The broader point also follows that development is not just narrowly economic growth. A lot of development has to do with accountability, giving people a sense of ownership, a stake and a voice in the community. That is what democracy is all about. Nor would I sacrifice democratic transition for any other purpose.

Also, let us not ignore that countries successful under autocratic regimes are the exception rather than the rule. Many countries have actually made very successful growth transitions under democratic regimes. India is probably the best example. The only two countries in Africa that have enjoyed long-term sustained growth are the only two long-term democratic countries in Africa: Botswana and Mauritius. In fact, I think the lower level of income you have, the better off you are under democracy.

Some scholars argue that only national economic stability can bring about stable democratization. What are your beliefs regarding the short- and long-term effects of democratization? Are these effects consistent with positive economic growth among underdeveloped countries?

--------------------------------

**Things to do**
#1 Reproduce the passage on democracy and development word for word, starting with "Also, let us" and going on through "are under democracy.".
#2 In the passage on democracy and development, which two African countries are named as the only ones that have enjoyed long-term sustained growth?

**Material provided**
--------------------------------

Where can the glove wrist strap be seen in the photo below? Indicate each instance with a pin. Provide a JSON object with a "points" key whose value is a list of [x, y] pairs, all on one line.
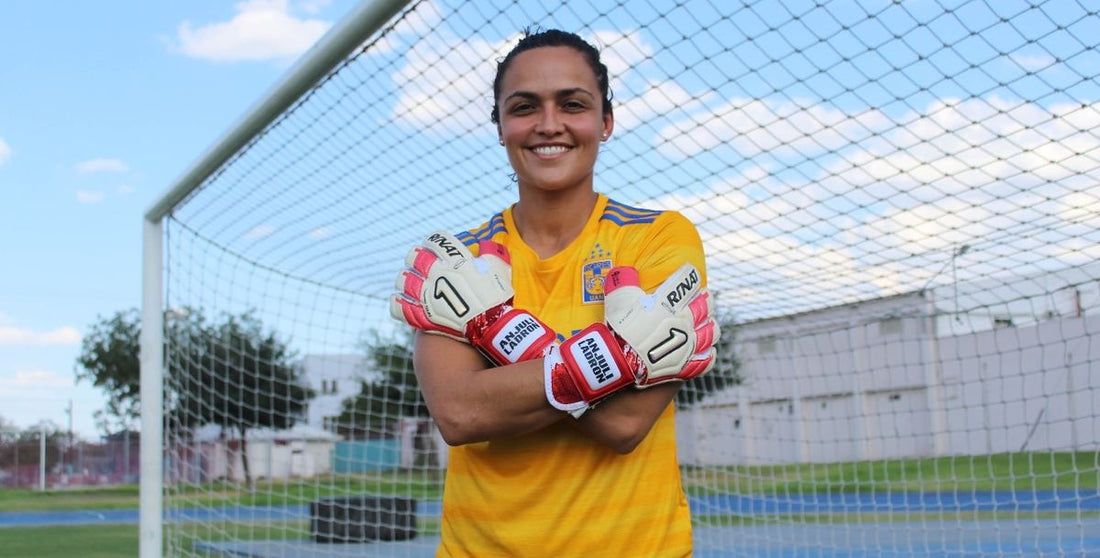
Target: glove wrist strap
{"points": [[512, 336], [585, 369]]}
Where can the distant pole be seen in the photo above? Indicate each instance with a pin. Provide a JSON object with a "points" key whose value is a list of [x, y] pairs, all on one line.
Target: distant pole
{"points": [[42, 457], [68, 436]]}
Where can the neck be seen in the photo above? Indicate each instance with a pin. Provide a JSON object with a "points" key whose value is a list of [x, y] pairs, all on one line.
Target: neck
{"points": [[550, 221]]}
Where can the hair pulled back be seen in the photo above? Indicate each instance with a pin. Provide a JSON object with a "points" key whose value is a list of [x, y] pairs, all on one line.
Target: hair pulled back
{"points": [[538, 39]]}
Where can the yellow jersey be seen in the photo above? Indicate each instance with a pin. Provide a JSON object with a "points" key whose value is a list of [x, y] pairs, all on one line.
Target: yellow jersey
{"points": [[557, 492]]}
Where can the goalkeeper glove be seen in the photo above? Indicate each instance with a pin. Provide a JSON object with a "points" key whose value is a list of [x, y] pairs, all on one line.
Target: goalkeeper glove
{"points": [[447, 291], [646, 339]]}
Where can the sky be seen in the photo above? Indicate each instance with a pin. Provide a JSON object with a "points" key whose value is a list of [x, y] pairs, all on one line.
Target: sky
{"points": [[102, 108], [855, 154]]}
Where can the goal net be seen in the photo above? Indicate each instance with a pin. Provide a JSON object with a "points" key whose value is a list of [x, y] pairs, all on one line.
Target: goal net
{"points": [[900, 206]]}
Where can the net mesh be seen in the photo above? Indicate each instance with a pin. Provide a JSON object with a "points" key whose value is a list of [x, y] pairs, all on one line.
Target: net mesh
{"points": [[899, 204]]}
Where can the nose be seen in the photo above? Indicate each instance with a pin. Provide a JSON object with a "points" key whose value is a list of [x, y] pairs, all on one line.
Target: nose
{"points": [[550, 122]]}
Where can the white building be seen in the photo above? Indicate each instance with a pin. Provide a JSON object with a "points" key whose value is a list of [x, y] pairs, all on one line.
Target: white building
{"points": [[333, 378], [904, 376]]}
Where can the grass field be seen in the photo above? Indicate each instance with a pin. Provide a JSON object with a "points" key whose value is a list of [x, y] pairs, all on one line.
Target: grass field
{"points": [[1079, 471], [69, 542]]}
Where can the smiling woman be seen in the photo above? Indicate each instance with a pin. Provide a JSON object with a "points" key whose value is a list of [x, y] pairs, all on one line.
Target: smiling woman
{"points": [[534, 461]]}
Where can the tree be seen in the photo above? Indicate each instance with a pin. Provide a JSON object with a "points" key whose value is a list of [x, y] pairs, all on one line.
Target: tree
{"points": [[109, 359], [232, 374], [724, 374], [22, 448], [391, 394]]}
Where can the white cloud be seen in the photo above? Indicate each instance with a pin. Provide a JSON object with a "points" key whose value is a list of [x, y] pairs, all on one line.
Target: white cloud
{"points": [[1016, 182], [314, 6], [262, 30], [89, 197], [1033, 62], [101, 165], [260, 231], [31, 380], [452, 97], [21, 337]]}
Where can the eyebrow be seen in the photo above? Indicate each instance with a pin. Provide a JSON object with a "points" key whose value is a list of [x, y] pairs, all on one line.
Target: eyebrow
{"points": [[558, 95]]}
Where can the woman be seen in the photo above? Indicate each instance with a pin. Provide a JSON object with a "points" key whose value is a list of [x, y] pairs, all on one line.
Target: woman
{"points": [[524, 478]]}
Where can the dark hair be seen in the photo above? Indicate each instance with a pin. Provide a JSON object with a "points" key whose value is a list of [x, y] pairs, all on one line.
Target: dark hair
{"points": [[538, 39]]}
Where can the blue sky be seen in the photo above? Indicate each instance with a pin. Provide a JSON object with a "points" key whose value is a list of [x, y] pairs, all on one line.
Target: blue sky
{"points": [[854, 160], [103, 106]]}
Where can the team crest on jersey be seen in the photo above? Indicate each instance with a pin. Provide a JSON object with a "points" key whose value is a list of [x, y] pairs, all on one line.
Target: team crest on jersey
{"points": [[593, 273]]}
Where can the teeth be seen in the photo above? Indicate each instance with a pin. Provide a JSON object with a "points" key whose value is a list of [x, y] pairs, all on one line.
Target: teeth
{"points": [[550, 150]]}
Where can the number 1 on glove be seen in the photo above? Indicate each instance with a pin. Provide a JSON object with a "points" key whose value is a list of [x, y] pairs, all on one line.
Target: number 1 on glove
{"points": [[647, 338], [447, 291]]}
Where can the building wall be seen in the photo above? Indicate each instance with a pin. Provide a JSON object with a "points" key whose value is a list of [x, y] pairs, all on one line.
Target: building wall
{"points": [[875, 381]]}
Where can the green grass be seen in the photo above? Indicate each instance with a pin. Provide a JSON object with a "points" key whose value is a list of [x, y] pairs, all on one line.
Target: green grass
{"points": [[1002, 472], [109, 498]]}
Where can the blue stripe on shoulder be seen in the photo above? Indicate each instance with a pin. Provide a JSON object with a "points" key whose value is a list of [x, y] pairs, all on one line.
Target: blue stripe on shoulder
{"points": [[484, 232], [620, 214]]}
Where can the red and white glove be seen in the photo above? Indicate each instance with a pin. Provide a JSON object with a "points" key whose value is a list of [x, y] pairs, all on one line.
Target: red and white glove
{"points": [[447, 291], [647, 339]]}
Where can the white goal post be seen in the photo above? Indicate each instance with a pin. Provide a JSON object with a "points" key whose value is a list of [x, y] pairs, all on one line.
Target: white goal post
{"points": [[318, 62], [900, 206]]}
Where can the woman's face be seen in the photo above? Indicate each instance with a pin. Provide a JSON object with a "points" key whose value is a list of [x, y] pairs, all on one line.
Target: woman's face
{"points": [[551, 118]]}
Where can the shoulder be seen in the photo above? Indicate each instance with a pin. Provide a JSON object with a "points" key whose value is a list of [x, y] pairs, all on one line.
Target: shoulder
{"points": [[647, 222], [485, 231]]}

--------------------------------

**Response list**
#1
Also, let us not ignore that countries successful under autocratic regimes are the exception rather than the rule. Many countries have actually made very successful growth transitions under democratic regimes. India is probably the best example. The only two countries in Africa that have enjoyed long-term sustained growth are the only two long-term democratic countries in Africa: Botswana and Mauritius. In fact, I think the lower level of income you have, the better off you are under democracy.

#2 Botswana and Mauritius.